» **PASSAGE GIVEN**
The times are now correct for the same tested MIDI, but yes, some error is accumulated:
Is it only occured on midi files with dynamic tempos? I think there should be nothing wrong to be accumulated in my code except for the time (in sescond, float32) of tempo events.
Yes, it is a MIDI file with tempo changes at beat boundaries. For a single tempo, the differences are of the order of 1e-5
Here is the core of the conversion code. I guess the bug could possibly be in 2 places:
cur_factor
cause a precission loss template<template<class> class T>
[[nodiscard]] vec<T<Second>> time_vec(const vec<T<Tick>> & data) const {
vec<T<Tick>> origin(data);
ops::sort_by_time(origin); // sort it
vec<T<Second>> ans;
ans.reserve(origin.size());
auto t_iter = tempos.begin() + 1;
i32 pivot_tick = 0;
f32 pivot_time = 0;
double cur_factor = static_cast<double>(tempos[0].mspq) / 1000000. / static_cast<double>(tpq);
for(const auto & event : origin) {
while(event.time > t_iter->time) {
pivot_time += static_cast<float>(cur_factor * (t_iter->time - pivot_tick));
pivot_tick = t_iter->time;
cur_factor = static_cast<double>(t_iter->mspq) / 1000000. / static_cast<double>(tpq);
++t_iter;
}
ans.emplace_back(
pivot_time + static_cast<float>(cur_factor * (event.time - pivot_tick)),
event
);
}
return ans;
}
Maybe it's the casting from double to float for `pivot_time' and its further accumulation. Anyway, the error is very small (less than ms) to be considered an overall conversion error.

» **RECORD EXCERPTS**
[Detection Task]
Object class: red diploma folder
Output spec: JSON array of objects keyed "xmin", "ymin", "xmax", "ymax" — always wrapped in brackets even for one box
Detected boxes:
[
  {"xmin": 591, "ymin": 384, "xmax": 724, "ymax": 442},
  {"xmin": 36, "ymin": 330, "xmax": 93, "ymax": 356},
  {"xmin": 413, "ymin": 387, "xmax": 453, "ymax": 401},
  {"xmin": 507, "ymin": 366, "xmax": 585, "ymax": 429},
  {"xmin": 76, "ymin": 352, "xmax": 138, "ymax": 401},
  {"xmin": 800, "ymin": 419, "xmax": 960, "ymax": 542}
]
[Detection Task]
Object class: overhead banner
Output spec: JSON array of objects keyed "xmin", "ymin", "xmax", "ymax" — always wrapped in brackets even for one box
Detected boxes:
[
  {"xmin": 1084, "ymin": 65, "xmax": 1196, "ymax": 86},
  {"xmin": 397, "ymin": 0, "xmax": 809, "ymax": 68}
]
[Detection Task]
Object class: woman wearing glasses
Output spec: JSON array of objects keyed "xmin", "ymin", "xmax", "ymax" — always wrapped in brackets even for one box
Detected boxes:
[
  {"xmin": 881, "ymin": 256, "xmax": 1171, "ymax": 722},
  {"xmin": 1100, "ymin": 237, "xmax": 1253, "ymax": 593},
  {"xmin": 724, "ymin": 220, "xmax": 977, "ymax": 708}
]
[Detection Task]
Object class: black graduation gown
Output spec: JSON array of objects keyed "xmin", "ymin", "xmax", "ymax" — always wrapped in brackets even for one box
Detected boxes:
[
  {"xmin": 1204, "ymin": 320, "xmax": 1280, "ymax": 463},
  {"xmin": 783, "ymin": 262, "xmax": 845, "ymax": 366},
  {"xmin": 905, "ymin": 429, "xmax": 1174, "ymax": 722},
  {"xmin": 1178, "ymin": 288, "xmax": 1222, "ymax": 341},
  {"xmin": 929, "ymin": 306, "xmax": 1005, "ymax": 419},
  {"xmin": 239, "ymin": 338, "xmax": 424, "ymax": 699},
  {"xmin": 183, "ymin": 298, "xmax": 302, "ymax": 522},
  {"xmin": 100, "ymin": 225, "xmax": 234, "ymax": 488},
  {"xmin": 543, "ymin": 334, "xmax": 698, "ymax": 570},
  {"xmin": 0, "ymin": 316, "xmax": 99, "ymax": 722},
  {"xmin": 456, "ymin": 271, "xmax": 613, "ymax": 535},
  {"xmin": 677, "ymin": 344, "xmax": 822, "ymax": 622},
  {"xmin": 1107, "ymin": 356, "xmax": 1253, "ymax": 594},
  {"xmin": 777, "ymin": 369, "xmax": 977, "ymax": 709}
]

» **WORK INSTRUCTIONS**
(a) In the MIDI timing thread, how big are the differences when the file has a single tempo?
(b) In the MIDI timing thread, rewrite everything from "The times are" down to "of tempo events.", putting "built up" in place of "accumulated".
(c) According to the MIDI timing thread, why does the leftover error not count as an overall conversion error?

» **WORKED ANSWERS**
(a) They are of the order of 1e-5.

(b)
The times are now correct for the same tested MIDI, but yes, some error is built up:
Is it only occured on midi files with dynamic tempos? I think there should be nothing wrong to be built up in my code except for the time (in sescond, float32) of tempo events.

(c) It doesn't count because the error is very small, less than a millisecond.